#### DIRECTION:
Locate the line that contains "slope in the photo above.". Reproduce it and all following lines up to the end of the material, exactly and with nothing added.

#### MATERIAL PROVIDED:
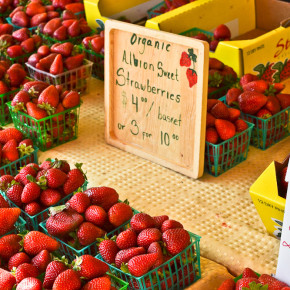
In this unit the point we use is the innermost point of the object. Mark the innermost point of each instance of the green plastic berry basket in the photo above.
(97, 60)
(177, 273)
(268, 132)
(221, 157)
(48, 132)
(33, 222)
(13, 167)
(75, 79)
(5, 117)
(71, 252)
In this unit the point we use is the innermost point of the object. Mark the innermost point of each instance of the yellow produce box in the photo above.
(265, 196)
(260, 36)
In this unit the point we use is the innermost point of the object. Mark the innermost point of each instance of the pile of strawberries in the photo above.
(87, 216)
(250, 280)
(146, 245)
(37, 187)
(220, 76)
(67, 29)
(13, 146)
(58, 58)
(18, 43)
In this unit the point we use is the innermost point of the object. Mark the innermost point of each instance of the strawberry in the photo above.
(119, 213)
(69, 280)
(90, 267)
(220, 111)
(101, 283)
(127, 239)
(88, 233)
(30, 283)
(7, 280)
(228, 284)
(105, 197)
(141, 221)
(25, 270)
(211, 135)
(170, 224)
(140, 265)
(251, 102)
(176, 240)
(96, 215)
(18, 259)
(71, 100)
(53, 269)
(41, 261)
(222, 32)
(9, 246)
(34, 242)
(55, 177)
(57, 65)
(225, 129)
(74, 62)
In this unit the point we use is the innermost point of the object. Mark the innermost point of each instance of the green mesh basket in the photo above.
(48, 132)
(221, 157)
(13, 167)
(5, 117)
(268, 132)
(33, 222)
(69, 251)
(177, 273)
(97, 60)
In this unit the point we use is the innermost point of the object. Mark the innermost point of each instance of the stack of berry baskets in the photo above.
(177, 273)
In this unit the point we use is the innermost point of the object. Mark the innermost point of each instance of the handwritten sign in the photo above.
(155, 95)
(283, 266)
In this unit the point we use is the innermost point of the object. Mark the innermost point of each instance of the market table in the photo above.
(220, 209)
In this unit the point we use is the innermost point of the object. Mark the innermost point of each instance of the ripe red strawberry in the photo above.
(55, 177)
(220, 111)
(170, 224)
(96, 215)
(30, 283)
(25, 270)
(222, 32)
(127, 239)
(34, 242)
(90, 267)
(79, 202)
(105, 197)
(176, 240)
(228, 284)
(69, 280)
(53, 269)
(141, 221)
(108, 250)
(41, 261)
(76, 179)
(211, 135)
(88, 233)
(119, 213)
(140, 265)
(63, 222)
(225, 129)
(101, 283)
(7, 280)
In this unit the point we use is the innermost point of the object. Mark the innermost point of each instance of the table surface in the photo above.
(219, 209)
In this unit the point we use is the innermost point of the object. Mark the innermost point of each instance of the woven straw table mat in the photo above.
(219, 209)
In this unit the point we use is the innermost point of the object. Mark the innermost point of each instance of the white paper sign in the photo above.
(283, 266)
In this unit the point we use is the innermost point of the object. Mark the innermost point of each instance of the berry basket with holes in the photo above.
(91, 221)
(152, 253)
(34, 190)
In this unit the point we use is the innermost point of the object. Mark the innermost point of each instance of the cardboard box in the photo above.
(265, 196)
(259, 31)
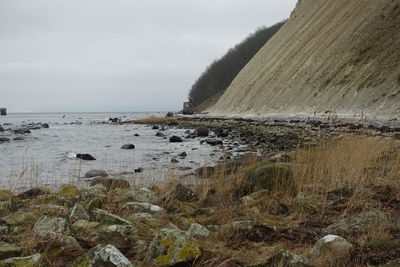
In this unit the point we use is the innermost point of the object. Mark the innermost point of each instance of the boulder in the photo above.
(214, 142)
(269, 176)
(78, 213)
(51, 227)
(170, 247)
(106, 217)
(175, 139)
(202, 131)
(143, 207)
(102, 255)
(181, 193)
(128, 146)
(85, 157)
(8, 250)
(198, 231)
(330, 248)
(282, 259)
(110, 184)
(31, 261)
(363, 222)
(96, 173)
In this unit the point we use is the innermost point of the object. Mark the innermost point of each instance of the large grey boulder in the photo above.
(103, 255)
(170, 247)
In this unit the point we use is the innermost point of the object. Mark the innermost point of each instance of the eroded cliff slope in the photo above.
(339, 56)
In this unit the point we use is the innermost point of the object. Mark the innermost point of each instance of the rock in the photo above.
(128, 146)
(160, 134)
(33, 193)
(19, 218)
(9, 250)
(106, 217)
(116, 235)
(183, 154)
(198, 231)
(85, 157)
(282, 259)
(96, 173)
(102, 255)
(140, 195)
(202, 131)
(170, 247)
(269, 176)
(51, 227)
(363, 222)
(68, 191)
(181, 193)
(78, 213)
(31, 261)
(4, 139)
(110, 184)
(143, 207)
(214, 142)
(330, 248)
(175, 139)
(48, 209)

#### OUTPUT OF THE TASK:
In this unit the point we use is the innermost point of the object. Mark the innermost point of each instance of the eroded cliff slope in the photo above.
(339, 56)
In this unit the point we use is the innermost point of the object. Mark the innermost point of each instance of the rock in the photo above.
(128, 146)
(160, 134)
(33, 193)
(19, 218)
(9, 250)
(106, 217)
(116, 235)
(183, 154)
(198, 231)
(85, 157)
(282, 259)
(96, 173)
(102, 255)
(140, 195)
(202, 131)
(170, 247)
(269, 176)
(51, 227)
(363, 222)
(68, 191)
(181, 193)
(78, 213)
(31, 261)
(4, 139)
(110, 184)
(143, 207)
(214, 142)
(330, 248)
(175, 139)
(48, 209)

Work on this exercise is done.